• EXERCISE INSTRUCTIONS:
- A) In the passage on New Zealand grape growing, rewrite the part between "In very broad" and "obvious partial exception.", inclusive, replacing "southern regions" with "southern districts".
- B) According to the passage on New Zealand grape growing, which region is a partial exception to the generally free-draining soils of the expanding regions?
- C) Go on with the passage on New Zealand grape growing and weather, starting after its final sentence.

In very broad terms, we have seen the dispersal of the vine to regions where climatic conditions are more favourable – regions with lower precipitation in the crucial parts of the growing season, higher daily temperatures after veraison, and higher sunshine hours during the ripening period. The southern regions have greater risk from late-spring frosts and the possibility that in some seasons it will be difficult, maybe even impossible, to ripen grapes to a level to make still wines of real quality. If that happens, all of these southern regions at least have the possibility of directing their Chardonnay and Pinot Noir grapes to sparkling wines, where the level of sugar at harvest is not so demanding. Soils of the expanding regions are generally free draining, with Gisborne an obvious partial exception.

Yet such simple spatial association of natural environment with activity belies the role of people in the process and a host of micro-effects. Consider the complexity of the relationship between weather and varieties of Vitis vinifera. Like the prestigious regions of France, all of New Zealand is close to the polar limit for ripening many varieties of grapes. The problem of weather variability is better expressed in probabilistic terms. Empirical experience over many seasons is required before it is clear whether a variety will ripen to a satisfactory balance of sugar and acidity in a sufficient number of years to produce grapes with the flavour characteristics to make wines of real quality. In a sense, grape growing for wine is not about finding sites with the ‘ideal’ climates but about finding sites where the probability of a sufficient number of outstanding years, or very good, or even good years is high. In addition, the probability of ‘wipeouts’ – from late-spring frosts, or rampant fungal diseases from regular rain and high humidity after veraison – must be low. The task of the wine enterprise is to make outstanding wine out of the best seasons and the best possible wine from the worst seasons.

Stored data entries:
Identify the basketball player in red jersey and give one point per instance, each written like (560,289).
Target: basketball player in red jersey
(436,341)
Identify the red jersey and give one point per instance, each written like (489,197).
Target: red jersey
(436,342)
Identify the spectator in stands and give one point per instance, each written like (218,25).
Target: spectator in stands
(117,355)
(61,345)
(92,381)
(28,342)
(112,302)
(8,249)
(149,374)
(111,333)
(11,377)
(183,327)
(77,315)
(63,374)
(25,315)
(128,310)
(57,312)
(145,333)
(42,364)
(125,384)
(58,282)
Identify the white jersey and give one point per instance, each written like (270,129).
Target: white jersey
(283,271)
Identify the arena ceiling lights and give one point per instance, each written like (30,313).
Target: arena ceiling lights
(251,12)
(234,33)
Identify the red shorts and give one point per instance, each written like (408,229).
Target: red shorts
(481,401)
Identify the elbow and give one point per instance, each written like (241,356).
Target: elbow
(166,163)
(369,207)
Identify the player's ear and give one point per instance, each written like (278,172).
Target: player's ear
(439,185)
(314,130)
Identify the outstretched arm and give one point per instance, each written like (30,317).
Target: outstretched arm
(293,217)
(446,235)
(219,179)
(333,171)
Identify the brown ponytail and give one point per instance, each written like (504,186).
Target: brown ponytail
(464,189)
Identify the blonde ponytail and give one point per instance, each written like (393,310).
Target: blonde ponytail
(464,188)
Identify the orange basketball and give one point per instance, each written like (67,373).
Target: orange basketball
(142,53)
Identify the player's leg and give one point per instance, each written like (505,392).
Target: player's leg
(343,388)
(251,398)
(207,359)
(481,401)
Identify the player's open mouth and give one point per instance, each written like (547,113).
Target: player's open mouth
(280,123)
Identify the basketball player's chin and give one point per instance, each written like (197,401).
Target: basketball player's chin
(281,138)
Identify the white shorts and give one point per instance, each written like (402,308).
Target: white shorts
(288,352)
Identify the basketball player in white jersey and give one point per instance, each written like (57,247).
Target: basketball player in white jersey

• RESULTS BY TASK:
- A)
In very broad terms, we have seen the dispersal of the vine to regions where climatic conditions are more favourable – regions with lower precipitation in the crucial parts of the growing season, higher daily temperatures after veraison, and higher sunshine hours during the ripening period. The southern districts have greater risk from late-spring frosts and the possibility that in some seasons it will be difficult, maybe even impossible, to ripen grapes to a level to make still wines of real quality. If that happens, all of these southern districts at least have the possibility of directing their Chardonnay and Pinot Noir grapes to sparkling wines, where the level of sugar at harvest is not so demanding. Soils of the expanding regions are generally free draining, with Gisborne an obvious partial exception.

- B) Gisborne

- C)
Moreover, any analysis of the weather record needs to be made for specific varieties, or indeed different clones each with their own phenology. Each variety (or clone) has bud burst at a different time, flowers at a different time, undergoes veraison at a different time and reaches physiological ripeness at a different time. And each event in this phenological sequence influences the next. The weather of any single year also affects the vine’s performance in the following year, notably in the fertility of the buds. Yield, one of the key variables that the viticulturist is trying to influence, is affected. The weather sequences of particular years are seldom if ever exactly repeated in another. And the viticulturist/winemaker has only 40 or so vintages in which to perfect their art, or 80 or so if blessed with the constitution to be a flying winemaker between the southern and northern hemispheres into their sixties. Herein lies the joy and frustration of growing grapes and making wine.